Problem description: Type out all the data below, word for word.

The input:

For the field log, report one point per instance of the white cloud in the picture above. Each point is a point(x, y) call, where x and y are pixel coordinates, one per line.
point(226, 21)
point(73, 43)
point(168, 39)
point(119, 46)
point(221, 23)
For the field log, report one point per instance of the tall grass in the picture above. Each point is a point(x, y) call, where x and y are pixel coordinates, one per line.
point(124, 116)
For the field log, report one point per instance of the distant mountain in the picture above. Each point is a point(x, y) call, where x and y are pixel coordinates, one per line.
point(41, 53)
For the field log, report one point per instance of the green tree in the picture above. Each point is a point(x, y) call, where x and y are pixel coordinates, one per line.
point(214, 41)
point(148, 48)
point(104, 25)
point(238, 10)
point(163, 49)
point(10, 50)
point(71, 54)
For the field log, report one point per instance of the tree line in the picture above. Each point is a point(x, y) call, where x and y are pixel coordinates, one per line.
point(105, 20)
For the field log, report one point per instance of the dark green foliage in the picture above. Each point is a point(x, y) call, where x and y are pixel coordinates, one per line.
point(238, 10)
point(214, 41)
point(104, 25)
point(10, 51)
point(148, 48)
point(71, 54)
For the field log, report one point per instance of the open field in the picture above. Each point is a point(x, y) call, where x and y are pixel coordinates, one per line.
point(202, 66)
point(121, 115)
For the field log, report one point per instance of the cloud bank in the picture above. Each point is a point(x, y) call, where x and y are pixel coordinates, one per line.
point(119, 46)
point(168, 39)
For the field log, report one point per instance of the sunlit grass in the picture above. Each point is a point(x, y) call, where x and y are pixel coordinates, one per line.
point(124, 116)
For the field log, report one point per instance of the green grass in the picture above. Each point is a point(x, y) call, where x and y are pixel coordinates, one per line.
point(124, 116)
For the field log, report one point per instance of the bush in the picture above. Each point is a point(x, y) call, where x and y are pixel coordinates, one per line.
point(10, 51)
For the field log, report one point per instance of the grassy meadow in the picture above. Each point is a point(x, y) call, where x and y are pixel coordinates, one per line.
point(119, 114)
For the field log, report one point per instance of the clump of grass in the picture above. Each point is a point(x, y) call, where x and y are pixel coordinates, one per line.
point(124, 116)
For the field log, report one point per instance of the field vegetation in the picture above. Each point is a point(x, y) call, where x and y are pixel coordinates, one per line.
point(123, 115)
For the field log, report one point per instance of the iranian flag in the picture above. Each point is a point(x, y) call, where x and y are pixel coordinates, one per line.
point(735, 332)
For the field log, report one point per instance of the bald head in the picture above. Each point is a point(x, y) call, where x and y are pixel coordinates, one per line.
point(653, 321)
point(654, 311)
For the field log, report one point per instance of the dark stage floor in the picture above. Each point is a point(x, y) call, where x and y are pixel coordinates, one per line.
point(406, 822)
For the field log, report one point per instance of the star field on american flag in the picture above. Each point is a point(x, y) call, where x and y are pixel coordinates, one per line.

Your response:
For the field log, report one point per instance of the white cloud in the picture above. Each point is a point(x, y) call, where x and y are pixel coordinates, one per line.
point(226, 21)
point(73, 43)
point(168, 39)
point(119, 46)
point(221, 23)
For the field log, report one point per instance of the tall grass in the picture above. Each point is a point(x, y) call, where x and y are pixel coordinates, one per line.
point(124, 116)
For the field log, report one point per instance of the distant mountain in the picture above. Each point is a point(x, y) call, where x and y are pixel coordinates, one per line.
point(41, 53)
For the field log, report one point per instance of the green tree in the picture above. Each point is a point(x, y) call, where x and y are pixel coordinates, one per line.
point(214, 41)
point(148, 48)
point(104, 25)
point(238, 10)
point(163, 49)
point(10, 50)
point(71, 54)
For the field log, report one point per instance of the tree line in the picture above. Each point is a point(x, y) call, where x and y are pixel coordinates, one per line.
point(105, 20)
For the field log, report one point per instance of the dark green foliage in the picture above. Each point is a point(x, y) call, where x and y are pixel coordinates, one per line.
point(238, 10)
point(214, 41)
point(104, 25)
point(10, 51)
point(148, 48)
point(71, 54)
For the field log, report one point per instance of the open field in the picture above. Each point is a point(x, y) call, where x and y are pixel coordinates, one per line.
point(202, 66)
point(121, 115)
For the field log, report one point per instance of the cloud bank in the picture above. Each point is a point(x, y) call, where x and y are pixel coordinates, one per line.
point(119, 46)
point(168, 39)
For the field log, report one point per instance of the sunlit grass in the picture above. Each point is a point(x, y) call, where x and y are pixel coordinates, one per line.
point(124, 116)
For the field log, report one point per instance of the green grass in the picture above. Each point is a point(x, y) call, where x and y are pixel coordinates, one per line.
point(124, 116)
For the field log, report one point per instance of the bush in the picture above. Each point is a point(x, y) call, where x and y are pixel coordinates, one per line.
point(10, 51)
For the field log, report one point per instance of the grassy meadow in the picture above. Each point is a point(x, y) call, where x and y are pixel coordinates, one per line.
point(119, 114)
For the field log, report one point per instance of the clump of grass in the picture above. Each point is a point(x, y) call, where x and y are pixel coordinates, one per line.
point(124, 116)
For the field log, report one point per instance of the field vegetation in the picture above. Each point is a point(x, y) call, where x and y are pixel coordinates, one per line.
point(123, 115)
For the field log, report one point per instance of the iranian flag in the picture above. Each point is a point(x, y) call, where x and y are pixel coordinates, one per line.
point(735, 332)
For the field log, report one point per instance of the bald head in the picture above. Each point is a point(x, y) call, where x and y are pixel coordinates, one per line.
point(653, 321)
point(654, 311)
For the field log, report one point per instance of the dark stage floor in the picture above. Each point is a point(x, y) call, where x and y are pixel coordinates, one per line.
point(406, 822)
For the field log, report one point per instance of the star field on american flag in the picture above. Each point is a point(x, y) call, where x and y are pixel coordinates, one per line.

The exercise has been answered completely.